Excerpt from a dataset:
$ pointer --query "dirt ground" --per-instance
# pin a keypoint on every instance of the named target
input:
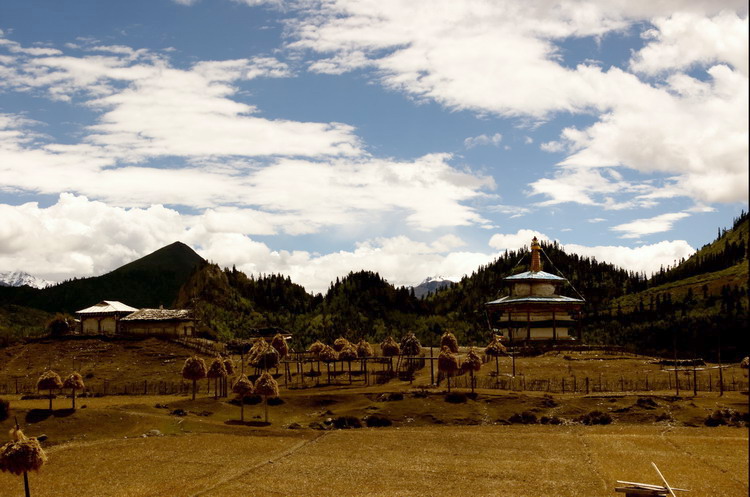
(497, 443)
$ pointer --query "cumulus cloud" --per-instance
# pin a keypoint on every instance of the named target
(474, 141)
(503, 58)
(657, 224)
(80, 237)
(647, 258)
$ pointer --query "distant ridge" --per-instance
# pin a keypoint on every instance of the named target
(150, 281)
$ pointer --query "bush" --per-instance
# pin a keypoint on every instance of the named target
(4, 410)
(346, 422)
(526, 418)
(456, 398)
(595, 418)
(727, 417)
(375, 421)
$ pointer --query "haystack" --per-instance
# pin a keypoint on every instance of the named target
(279, 343)
(49, 381)
(410, 345)
(472, 363)
(242, 387)
(340, 343)
(316, 348)
(266, 386)
(364, 349)
(495, 349)
(21, 455)
(447, 364)
(217, 370)
(328, 354)
(74, 382)
(194, 370)
(389, 347)
(449, 340)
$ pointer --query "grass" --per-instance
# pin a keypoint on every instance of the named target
(439, 461)
(432, 448)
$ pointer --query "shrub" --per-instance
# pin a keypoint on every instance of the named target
(346, 422)
(595, 418)
(375, 421)
(456, 397)
(526, 418)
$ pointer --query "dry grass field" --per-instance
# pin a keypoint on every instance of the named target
(433, 447)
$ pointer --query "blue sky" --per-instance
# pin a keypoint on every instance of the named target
(414, 139)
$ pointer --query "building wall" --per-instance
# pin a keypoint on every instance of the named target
(174, 328)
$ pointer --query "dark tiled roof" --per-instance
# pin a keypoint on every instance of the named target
(160, 315)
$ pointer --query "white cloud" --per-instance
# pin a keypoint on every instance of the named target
(474, 141)
(79, 237)
(514, 241)
(502, 57)
(649, 226)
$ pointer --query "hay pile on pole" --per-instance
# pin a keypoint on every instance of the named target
(21, 455)
(348, 354)
(328, 355)
(279, 343)
(447, 364)
(364, 349)
(230, 367)
(194, 370)
(410, 345)
(266, 386)
(340, 343)
(216, 371)
(74, 382)
(49, 381)
(495, 349)
(242, 387)
(472, 363)
(449, 340)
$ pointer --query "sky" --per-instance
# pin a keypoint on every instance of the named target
(412, 138)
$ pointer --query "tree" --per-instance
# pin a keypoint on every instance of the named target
(217, 370)
(194, 370)
(243, 388)
(74, 382)
(266, 386)
(21, 455)
(49, 381)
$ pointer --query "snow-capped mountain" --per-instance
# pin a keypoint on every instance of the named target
(21, 278)
(431, 284)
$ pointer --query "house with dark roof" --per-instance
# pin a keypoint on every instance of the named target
(103, 318)
(534, 310)
(159, 322)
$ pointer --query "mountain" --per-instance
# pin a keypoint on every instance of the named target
(431, 285)
(150, 281)
(21, 278)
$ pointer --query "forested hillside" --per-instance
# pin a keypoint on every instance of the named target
(687, 308)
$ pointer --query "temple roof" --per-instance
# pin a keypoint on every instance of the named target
(107, 306)
(552, 299)
(535, 275)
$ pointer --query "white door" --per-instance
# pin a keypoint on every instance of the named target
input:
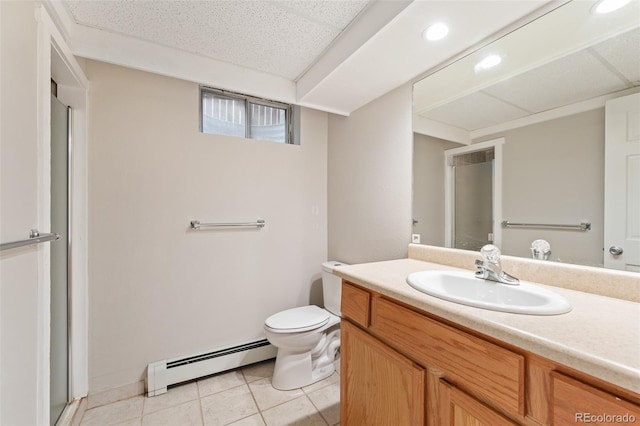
(622, 184)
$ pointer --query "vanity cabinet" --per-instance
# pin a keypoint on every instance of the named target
(402, 366)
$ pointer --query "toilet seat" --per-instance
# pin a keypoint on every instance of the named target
(304, 318)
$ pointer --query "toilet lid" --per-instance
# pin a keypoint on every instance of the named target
(303, 318)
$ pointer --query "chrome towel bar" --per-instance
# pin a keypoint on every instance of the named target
(195, 224)
(584, 226)
(35, 237)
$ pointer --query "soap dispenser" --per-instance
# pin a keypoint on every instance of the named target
(541, 250)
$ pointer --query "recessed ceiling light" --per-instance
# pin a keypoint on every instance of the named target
(488, 62)
(606, 6)
(436, 32)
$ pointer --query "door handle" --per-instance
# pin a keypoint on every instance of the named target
(615, 250)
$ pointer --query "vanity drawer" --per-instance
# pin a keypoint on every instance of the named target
(355, 304)
(473, 364)
(574, 402)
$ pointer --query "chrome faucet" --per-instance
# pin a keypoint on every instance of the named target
(489, 267)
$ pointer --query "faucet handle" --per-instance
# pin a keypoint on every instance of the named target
(490, 253)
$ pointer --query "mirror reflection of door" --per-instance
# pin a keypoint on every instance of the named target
(622, 184)
(473, 199)
(59, 355)
(473, 195)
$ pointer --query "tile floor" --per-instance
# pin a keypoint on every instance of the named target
(242, 397)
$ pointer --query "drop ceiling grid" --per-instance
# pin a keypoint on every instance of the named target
(571, 79)
(282, 38)
(476, 111)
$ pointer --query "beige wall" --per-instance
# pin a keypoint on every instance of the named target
(370, 180)
(158, 289)
(18, 213)
(554, 173)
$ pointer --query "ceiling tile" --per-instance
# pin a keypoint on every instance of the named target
(475, 111)
(616, 52)
(574, 78)
(282, 38)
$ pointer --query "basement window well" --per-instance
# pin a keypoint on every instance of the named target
(233, 114)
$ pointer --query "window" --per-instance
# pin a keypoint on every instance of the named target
(232, 114)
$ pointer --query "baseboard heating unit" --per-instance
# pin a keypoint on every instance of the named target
(169, 372)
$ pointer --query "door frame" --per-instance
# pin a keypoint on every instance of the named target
(449, 190)
(55, 60)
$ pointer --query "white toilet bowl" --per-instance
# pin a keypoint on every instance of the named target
(307, 337)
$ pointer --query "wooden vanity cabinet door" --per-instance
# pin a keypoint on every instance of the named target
(378, 386)
(355, 304)
(456, 408)
(574, 402)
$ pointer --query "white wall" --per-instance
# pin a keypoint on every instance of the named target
(370, 180)
(158, 289)
(554, 173)
(18, 213)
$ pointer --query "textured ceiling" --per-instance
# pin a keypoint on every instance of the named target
(283, 38)
(610, 66)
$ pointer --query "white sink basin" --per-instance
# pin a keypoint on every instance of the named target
(465, 288)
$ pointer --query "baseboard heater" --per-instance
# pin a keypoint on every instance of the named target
(164, 373)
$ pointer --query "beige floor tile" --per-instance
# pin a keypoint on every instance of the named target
(220, 382)
(267, 396)
(334, 378)
(112, 414)
(187, 414)
(134, 422)
(327, 400)
(175, 396)
(255, 420)
(297, 412)
(259, 370)
(228, 406)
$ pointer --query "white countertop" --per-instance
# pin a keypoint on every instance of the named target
(600, 336)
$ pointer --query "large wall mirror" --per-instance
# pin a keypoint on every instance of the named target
(523, 151)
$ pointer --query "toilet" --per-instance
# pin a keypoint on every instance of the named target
(307, 337)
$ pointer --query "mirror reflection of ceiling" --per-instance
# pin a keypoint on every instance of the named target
(582, 68)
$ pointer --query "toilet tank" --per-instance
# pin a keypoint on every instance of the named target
(331, 287)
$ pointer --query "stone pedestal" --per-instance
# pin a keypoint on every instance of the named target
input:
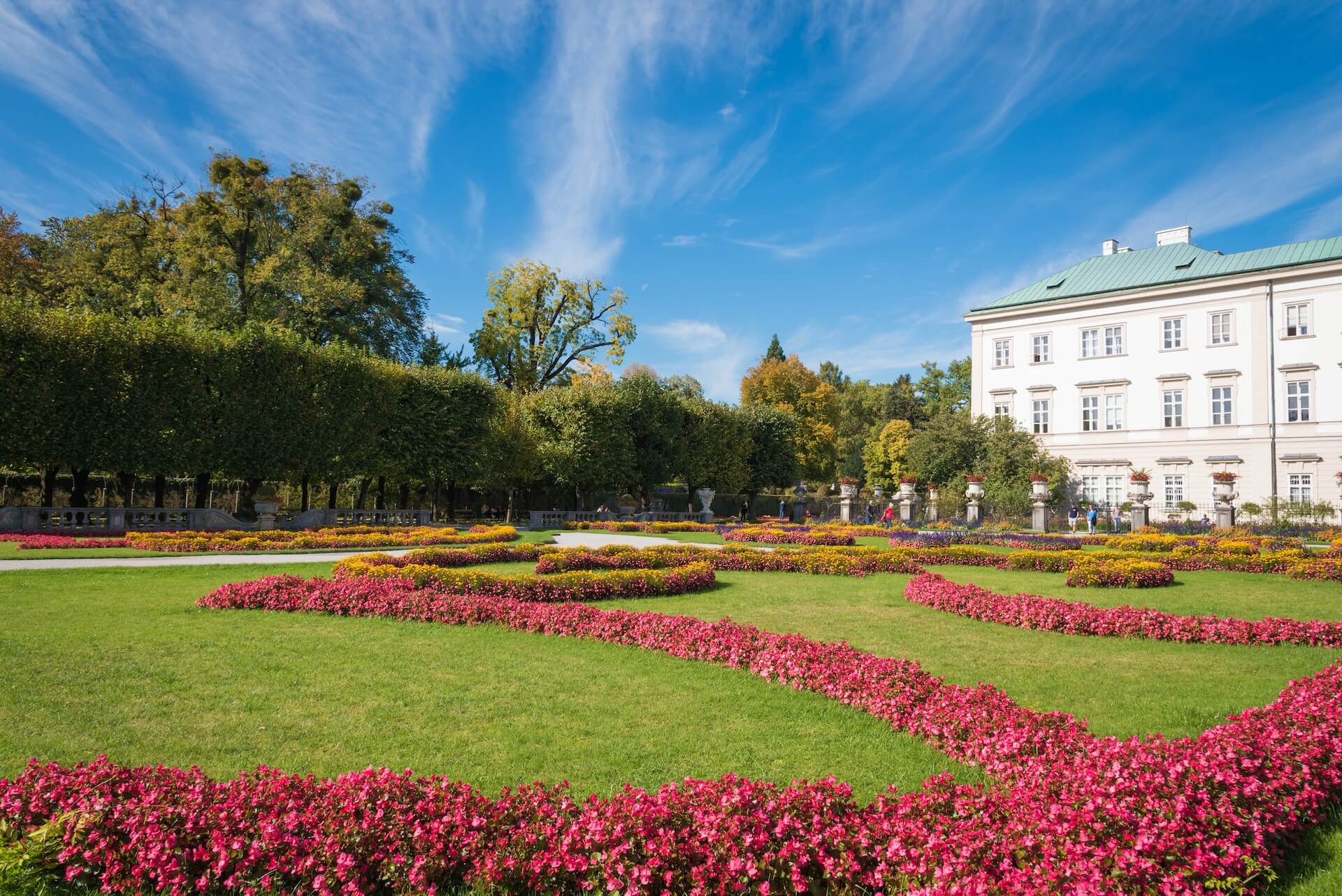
(266, 513)
(799, 503)
(973, 500)
(706, 503)
(1223, 500)
(1141, 514)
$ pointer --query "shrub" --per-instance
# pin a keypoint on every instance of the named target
(1118, 573)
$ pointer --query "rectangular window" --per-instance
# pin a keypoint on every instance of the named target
(1298, 401)
(1040, 349)
(1113, 412)
(1090, 414)
(1301, 489)
(1040, 414)
(1090, 344)
(1223, 412)
(1174, 490)
(1172, 333)
(1174, 403)
(1298, 319)
(1113, 490)
(1090, 489)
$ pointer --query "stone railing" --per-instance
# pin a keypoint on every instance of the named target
(86, 519)
(319, 516)
(75, 519)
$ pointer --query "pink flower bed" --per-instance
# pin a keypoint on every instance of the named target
(1070, 813)
(38, 542)
(1075, 617)
(776, 535)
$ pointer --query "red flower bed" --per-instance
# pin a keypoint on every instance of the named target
(1073, 813)
(1075, 617)
(777, 535)
(42, 542)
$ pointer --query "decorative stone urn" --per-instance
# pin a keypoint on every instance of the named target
(1139, 493)
(907, 502)
(849, 493)
(973, 497)
(799, 503)
(1040, 497)
(1223, 499)
(706, 503)
(266, 513)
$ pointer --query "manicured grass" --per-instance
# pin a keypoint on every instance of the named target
(1243, 595)
(10, 550)
(1121, 686)
(120, 662)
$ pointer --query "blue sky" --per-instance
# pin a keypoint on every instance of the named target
(853, 176)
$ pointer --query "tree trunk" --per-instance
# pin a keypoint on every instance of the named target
(201, 490)
(127, 486)
(80, 490)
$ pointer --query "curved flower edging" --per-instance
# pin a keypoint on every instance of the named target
(1076, 617)
(1074, 813)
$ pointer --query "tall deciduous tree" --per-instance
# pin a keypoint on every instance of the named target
(886, 454)
(540, 326)
(789, 385)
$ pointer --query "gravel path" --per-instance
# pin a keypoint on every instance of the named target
(185, 560)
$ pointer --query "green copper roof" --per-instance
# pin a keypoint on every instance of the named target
(1162, 265)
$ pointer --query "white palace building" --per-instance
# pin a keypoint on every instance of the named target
(1181, 361)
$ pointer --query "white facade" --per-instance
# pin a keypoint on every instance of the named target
(1178, 380)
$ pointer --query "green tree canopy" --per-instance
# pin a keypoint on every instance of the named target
(540, 326)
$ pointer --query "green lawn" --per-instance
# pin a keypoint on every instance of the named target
(121, 662)
(10, 550)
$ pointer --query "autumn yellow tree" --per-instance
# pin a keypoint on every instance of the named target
(886, 454)
(791, 385)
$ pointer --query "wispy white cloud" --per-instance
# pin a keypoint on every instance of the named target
(603, 153)
(1325, 220)
(789, 249)
(1283, 159)
(333, 81)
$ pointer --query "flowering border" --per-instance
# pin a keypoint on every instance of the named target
(1072, 813)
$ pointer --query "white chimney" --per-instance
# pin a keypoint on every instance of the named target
(1174, 235)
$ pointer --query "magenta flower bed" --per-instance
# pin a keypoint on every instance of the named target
(1072, 812)
(1075, 617)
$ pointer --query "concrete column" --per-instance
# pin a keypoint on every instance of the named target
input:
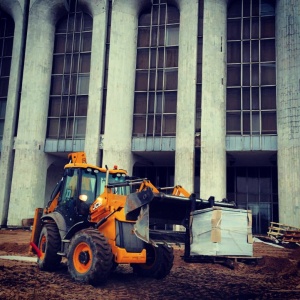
(186, 97)
(121, 80)
(288, 109)
(213, 151)
(16, 10)
(30, 167)
(92, 137)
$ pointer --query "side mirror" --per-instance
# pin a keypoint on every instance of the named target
(83, 197)
(69, 172)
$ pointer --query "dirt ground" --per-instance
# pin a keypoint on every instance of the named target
(275, 276)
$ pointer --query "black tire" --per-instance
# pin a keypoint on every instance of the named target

- _STATED EXERCISE_
Tally the lines in the records above that contain the string "vanity", and give only the number.

- _TASK RESULT_
3